= Фрагмент текста =

_ _ _ _ _

А когда им приходится держать ответ на вопрос, каким образом бестелесная субстанция может испытывать боль и быть пытаема огнем ада или чистилища, то они могут ответить лишь, что не дано нам знать, как огонь может сжигать души.

Кроме того, так как движение есть перемена места, а бестелесные субстанции не способны занимать места, то сторонники указанного учения бессильны показать нам, как души могут уходить отсюда без тела на небо, в ад, в чистилище и как привидения людей (и я могу прибавить – их платье, в котором привидения появляются) могут бродить ночью по церквам, кладбищам и другим местам погребения. И я себе не представляю, что они могут [c.516] ответить нам на это, разве только скажут, что привидения людей бродят definitive, а не circumscriptive или что они бродят духовно, но не земно, ибо такие отменные различения одинаково применимы при любой трудности.

Nunc-stans. Что касается смысла слова “вечность”, то указанные метафизики и теологи не хотят понимать его как бесконечную последовательность времени, ибо тогда они не были бы способны объяснить, каким образом воля Бога и предопределение будущего не предшествовали его предвидению, подобно тому как действующая причина предшествует следствию или как действующий предшествует действию; точно так же они не могли бы указать основания многих других их смелых взглядов относительно непостижимой природы Бога. Но они хотят учить нас, что вечность есть застывшее теперь – nunc-stans, как называют его схоласты, и этот термин как для нас самих, так и для кого-либо другого не более понятен, чем если бы они обозначали бесконечность пространства словом hic-stans15.

_ _ _ _ _

= Задания =
A - Перепишите из фрагмента о бестелесных субстанциях слово в слово отрывок от «Кроме того, так» до «при любой трудности.».
B - Ответьте по фрагменту о бестелесных субстанциях на вопросы:
(i) Что, по словам автора, может ответить сторонник учения на вопрос, как бестелесная субстанция может испытывать боль от огня ада или чистилища?
(ii) Чем, согласно фрагменту, является движение?
(iii) Как схоласты называют застывшее теперь?

_ _ _ _ _

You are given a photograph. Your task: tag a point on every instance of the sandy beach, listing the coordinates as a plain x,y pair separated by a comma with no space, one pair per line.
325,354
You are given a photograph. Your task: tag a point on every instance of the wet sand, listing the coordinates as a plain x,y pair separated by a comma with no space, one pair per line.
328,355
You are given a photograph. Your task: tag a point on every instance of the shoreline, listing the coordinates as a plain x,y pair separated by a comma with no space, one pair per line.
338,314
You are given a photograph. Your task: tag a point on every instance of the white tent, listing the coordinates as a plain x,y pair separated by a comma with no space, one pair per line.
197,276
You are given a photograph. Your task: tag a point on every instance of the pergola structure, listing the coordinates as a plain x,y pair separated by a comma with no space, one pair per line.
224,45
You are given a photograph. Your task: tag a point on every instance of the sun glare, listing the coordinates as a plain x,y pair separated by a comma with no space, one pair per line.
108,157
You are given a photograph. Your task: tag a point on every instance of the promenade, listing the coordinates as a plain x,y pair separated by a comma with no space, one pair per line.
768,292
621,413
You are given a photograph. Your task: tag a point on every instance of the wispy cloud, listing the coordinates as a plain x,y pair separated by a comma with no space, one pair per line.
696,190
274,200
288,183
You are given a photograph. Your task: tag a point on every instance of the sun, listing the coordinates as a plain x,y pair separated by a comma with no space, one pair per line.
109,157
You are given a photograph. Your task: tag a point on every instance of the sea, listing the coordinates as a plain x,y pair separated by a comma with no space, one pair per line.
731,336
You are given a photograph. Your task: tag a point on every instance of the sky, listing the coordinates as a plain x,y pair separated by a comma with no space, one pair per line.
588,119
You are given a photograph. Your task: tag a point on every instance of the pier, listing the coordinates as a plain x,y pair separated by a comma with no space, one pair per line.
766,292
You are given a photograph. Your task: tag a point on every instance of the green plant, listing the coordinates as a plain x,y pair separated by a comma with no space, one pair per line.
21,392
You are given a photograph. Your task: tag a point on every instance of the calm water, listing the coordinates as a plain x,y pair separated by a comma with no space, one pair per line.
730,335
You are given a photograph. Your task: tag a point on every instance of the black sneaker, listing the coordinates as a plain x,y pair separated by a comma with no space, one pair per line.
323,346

_ _ _ _ _

= Ответы =
A -
Кроме того, так как движение есть перемена места, а бестелесные субстанции не способны занимать места, то сторонники указанного учения бессильны показать нам, как души могут уходить отсюда без тела на небо, в ад, в чистилище и как привидения людей (и я могу прибавить – их платье, в котором привидения появляются) могут бродить ночью по церквам, кладбищам и другим местам погребения. И я себе не представляю, что они могут [c.516] ответить нам на это, разве только скажут, что привидения людей бродят definitive, а не circumscriptive или что они бродят духовно, но не земно, ибо такие отменные различения одинаково применимы при любой трудности.

B -
(i) Что не дано нам знать, как огонь может сжигать души.
(ii) Переменой места.
(iii) Nunc-stans.